Records for processing Start Marker

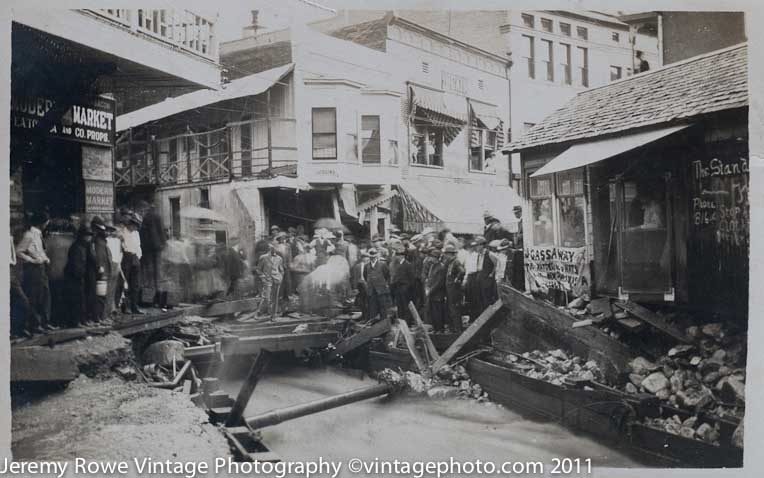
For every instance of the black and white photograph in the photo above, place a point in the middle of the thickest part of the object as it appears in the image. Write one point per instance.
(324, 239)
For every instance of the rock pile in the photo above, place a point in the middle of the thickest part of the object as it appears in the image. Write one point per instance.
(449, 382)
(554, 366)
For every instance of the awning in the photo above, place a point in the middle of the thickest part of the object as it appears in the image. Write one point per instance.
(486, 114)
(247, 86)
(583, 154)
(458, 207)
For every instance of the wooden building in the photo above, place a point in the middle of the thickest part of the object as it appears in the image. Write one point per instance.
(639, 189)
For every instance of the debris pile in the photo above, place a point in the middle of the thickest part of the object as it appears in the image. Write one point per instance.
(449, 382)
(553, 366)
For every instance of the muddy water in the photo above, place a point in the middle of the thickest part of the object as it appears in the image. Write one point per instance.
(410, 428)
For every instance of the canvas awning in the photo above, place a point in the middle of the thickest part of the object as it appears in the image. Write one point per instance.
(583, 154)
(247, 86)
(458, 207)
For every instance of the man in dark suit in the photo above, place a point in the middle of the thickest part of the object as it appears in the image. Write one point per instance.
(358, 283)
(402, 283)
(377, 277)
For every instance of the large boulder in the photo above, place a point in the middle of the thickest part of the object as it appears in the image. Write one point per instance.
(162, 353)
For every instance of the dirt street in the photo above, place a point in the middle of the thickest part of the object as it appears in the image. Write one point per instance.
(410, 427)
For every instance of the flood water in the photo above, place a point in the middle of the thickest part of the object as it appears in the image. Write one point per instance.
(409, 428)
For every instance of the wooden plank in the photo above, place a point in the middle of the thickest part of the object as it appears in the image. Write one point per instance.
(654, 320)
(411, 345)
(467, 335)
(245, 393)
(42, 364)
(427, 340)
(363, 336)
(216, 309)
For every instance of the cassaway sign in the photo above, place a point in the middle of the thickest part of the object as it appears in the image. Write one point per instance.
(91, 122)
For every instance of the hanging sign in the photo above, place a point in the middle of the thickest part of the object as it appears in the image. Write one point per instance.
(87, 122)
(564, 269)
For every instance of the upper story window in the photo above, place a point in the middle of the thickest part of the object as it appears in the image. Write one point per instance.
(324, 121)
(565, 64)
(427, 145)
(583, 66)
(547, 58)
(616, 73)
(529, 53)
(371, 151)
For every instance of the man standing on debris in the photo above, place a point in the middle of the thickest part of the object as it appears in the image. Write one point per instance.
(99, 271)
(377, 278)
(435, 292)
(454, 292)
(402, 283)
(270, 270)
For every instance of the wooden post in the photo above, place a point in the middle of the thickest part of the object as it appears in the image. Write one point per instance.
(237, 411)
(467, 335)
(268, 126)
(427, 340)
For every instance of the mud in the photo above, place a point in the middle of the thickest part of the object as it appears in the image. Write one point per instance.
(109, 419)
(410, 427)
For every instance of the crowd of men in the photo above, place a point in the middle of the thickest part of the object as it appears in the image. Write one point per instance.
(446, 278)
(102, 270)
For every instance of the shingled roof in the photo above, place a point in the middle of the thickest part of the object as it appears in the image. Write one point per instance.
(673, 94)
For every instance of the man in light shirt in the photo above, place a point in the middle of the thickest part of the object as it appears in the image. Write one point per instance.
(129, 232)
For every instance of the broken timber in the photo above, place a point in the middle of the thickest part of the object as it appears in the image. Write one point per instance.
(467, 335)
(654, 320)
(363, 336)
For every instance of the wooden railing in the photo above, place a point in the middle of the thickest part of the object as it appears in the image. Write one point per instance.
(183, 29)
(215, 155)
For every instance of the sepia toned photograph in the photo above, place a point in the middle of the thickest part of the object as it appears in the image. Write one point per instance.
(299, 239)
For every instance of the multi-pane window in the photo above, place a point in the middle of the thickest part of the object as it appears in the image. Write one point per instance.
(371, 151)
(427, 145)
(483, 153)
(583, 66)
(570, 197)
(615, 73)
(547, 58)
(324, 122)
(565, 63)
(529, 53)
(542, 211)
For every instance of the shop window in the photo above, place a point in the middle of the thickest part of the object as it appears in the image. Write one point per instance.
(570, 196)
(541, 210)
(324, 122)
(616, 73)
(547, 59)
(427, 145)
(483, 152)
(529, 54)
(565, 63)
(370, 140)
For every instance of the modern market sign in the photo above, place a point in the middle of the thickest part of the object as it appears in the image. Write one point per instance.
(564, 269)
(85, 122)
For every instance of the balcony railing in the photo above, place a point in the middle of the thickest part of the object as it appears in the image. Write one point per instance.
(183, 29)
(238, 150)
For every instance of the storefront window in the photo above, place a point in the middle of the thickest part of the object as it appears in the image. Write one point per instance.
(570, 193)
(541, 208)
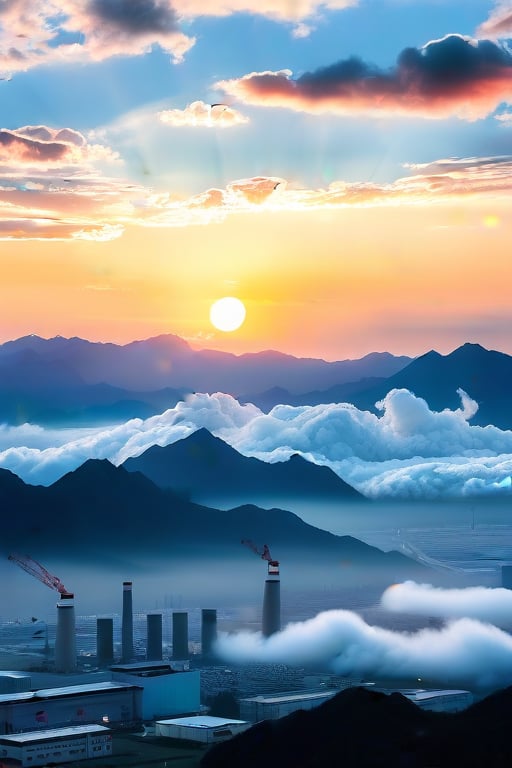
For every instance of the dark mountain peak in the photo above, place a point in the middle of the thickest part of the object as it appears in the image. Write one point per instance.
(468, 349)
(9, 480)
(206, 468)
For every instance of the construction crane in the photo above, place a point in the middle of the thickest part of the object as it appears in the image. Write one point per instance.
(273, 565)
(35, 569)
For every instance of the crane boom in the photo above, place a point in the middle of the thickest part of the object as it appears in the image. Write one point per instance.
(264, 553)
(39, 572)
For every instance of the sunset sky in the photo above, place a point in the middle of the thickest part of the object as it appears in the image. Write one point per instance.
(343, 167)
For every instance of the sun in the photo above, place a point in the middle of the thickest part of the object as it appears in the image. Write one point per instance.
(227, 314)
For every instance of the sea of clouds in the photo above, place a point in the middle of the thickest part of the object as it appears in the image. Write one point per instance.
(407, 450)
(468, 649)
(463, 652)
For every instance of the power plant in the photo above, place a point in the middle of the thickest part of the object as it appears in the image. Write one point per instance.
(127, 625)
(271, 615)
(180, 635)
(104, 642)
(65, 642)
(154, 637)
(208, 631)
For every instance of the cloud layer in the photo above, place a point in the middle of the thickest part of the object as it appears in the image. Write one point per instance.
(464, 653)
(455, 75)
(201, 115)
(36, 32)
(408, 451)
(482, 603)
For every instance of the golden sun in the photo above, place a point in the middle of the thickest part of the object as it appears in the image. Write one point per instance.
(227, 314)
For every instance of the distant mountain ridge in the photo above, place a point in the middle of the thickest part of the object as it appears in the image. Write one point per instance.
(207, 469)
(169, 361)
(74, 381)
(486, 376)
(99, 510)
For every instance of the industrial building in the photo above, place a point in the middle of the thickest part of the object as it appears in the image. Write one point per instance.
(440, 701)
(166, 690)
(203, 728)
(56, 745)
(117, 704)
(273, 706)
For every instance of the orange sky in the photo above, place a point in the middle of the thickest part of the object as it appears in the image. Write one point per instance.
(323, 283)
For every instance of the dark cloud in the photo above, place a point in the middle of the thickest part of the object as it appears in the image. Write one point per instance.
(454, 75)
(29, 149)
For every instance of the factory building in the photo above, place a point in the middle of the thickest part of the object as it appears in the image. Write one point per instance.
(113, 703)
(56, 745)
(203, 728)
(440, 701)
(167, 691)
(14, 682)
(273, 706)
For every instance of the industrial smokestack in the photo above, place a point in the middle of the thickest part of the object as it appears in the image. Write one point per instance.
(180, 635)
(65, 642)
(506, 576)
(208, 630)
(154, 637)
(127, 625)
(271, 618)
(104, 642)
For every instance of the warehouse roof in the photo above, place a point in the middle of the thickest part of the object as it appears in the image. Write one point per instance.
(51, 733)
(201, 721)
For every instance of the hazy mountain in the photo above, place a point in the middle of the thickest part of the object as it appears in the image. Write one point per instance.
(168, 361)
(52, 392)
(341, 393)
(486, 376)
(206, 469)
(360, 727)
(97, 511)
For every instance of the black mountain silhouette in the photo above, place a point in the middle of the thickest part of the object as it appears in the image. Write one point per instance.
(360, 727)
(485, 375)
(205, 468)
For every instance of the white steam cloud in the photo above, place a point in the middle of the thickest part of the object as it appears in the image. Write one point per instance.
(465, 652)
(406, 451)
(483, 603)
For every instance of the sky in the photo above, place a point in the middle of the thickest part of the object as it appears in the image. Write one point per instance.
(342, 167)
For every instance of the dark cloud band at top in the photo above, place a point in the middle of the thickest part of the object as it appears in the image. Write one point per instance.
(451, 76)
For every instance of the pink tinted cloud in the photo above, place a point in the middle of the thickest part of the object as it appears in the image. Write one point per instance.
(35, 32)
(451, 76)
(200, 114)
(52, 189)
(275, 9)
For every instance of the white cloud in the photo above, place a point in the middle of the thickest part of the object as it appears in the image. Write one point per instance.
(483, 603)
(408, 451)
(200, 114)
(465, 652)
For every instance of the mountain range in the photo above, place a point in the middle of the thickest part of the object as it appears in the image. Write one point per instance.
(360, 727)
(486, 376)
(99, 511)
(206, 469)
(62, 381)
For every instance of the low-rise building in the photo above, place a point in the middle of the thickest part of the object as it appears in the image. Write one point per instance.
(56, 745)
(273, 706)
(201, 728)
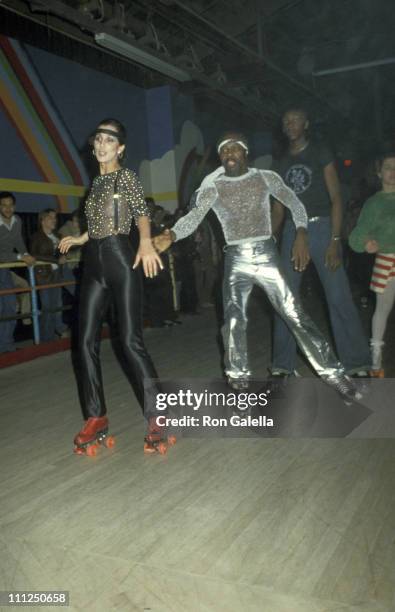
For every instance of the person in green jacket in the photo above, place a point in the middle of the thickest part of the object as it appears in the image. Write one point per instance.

Records for processing End Marker
Records for processing Start Marker

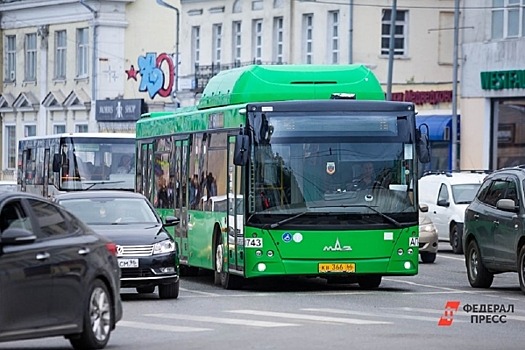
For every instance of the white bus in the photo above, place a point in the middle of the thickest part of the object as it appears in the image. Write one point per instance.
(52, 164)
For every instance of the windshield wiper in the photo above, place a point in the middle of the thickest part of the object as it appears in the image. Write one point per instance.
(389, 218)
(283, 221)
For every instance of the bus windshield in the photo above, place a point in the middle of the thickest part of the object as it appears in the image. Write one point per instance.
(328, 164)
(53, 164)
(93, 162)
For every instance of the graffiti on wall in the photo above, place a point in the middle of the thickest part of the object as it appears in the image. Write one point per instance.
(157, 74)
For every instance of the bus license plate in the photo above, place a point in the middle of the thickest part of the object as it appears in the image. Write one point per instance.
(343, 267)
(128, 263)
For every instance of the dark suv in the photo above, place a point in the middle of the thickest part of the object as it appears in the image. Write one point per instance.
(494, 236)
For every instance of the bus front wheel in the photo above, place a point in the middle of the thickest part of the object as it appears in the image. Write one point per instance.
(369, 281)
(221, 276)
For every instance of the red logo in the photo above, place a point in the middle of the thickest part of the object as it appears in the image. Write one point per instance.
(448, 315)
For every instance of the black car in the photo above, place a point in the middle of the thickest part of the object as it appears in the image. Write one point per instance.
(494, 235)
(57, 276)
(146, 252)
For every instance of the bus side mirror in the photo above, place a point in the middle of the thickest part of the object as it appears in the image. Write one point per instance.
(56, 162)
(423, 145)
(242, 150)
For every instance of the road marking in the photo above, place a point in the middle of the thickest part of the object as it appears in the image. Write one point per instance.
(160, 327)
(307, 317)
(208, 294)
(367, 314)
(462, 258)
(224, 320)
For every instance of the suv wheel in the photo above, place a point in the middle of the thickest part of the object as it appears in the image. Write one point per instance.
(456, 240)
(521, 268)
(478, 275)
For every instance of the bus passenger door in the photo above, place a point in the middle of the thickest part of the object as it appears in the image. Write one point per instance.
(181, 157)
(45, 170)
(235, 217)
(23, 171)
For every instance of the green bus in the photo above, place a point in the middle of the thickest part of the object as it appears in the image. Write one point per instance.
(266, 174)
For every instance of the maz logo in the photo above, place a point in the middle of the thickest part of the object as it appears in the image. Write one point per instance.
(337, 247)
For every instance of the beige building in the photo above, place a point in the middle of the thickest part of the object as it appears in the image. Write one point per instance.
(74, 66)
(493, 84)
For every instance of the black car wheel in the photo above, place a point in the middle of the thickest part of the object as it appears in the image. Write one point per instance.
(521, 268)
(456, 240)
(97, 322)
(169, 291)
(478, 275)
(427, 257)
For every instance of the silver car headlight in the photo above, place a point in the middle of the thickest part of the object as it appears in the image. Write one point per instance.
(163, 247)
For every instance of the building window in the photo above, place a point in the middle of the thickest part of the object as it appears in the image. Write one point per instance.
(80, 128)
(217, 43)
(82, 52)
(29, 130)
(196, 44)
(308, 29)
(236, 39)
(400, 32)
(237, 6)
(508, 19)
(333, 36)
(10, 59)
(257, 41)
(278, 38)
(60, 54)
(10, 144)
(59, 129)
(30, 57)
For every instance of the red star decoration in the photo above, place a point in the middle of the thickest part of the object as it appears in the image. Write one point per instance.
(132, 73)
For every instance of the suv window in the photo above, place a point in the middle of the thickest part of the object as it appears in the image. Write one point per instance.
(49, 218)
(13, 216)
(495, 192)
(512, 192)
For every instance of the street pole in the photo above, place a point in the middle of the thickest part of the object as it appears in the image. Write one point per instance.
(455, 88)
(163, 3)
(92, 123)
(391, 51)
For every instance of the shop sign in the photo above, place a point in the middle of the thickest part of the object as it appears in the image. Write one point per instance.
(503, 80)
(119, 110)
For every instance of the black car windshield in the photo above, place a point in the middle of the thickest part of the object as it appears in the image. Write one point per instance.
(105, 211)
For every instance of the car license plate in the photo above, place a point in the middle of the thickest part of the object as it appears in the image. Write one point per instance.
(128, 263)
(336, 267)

Records for processing End Marker

What to work on: Although pictures appear among the records above, none are to be output; print exactly the lines from the line containing "For every instance of the mountain" through the line containing "For every instance of the person".

Solved exercise:
For every instance of the mountain range in the photo above, place a point in the middle of the thickest part of the object as it appears in the image. Write one point per instance.
(360, 727)
(486, 376)
(99, 511)
(206, 469)
(62, 381)
For every instance of the low-rise building in the photo above, place a point in the middle of the thickest part of the object as it appears in the image. Write one point per instance.
(56, 745)
(273, 706)
(201, 728)
For every instance of the person in green jacket in the photo above, place a point in the middle of the thickest part of the object as it appears in the image. Write one point per instance.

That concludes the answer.